◆ Problem to work on ◆
Copy the listing from the line containing "Target: stone patio paving" through the line containing "column 416, row 285", with "Target" changed to "Label" and nothing else altered.

◆ Exercise inputs ◆
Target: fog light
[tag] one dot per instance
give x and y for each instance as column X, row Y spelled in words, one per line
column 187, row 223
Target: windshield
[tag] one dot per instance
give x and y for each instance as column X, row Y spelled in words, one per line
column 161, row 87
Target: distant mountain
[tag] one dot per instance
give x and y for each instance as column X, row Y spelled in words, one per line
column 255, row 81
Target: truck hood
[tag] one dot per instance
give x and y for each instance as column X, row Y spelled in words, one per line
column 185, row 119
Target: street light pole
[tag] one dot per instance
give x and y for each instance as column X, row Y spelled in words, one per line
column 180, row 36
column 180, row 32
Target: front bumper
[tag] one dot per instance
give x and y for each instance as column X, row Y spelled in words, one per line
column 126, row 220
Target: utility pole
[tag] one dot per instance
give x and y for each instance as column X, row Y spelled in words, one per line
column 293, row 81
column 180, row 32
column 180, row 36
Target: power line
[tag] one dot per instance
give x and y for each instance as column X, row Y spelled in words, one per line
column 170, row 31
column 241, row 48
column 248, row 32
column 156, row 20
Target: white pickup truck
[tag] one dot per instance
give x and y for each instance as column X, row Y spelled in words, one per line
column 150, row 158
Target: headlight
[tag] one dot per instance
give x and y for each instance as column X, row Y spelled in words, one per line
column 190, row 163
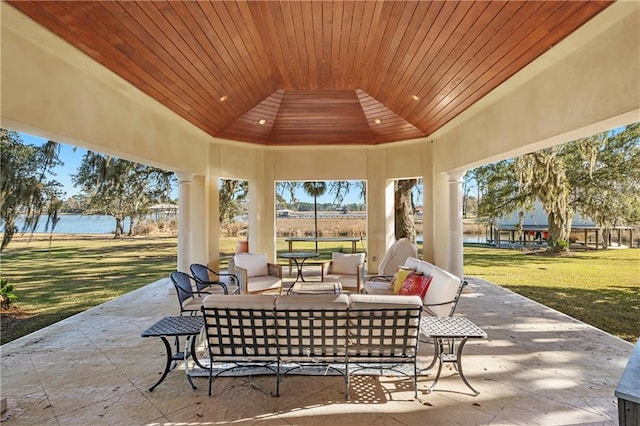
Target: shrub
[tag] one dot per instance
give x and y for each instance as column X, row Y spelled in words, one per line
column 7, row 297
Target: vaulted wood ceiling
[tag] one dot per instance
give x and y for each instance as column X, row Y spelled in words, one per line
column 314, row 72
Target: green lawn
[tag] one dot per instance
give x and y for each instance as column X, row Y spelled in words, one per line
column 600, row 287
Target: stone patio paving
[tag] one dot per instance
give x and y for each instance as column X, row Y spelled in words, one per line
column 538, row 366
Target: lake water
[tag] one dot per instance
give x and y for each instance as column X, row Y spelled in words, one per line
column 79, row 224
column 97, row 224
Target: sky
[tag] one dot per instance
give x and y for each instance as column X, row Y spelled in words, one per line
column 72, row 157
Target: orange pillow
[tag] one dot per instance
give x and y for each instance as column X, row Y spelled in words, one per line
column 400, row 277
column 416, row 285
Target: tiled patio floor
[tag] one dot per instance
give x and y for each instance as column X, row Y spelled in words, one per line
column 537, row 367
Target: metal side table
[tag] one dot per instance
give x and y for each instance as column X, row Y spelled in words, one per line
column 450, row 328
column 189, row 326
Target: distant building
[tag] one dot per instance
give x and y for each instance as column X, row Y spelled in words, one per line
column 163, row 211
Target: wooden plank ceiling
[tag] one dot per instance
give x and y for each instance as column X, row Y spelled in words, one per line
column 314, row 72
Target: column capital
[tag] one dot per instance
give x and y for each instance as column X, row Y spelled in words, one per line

◆ Answer to the task ◆
Label: stone patio paving
[tag] one dot per instance
give x and y for each instance as column X, row Y spelled in words, one per line
column 538, row 366
Label: lake water
[tag] one dot per instance
give x and y for each instance as column X, row Y spelled in words, one per line
column 79, row 224
column 97, row 224
Label: sky
[tag] one dot per instance
give x and y for each instance as column X, row Y spelled in words, one per line
column 72, row 157
Label: orange pillow
[tag] one dot per instance
give x and y for each instance as column X, row Y spelled in words, one per line
column 400, row 277
column 416, row 285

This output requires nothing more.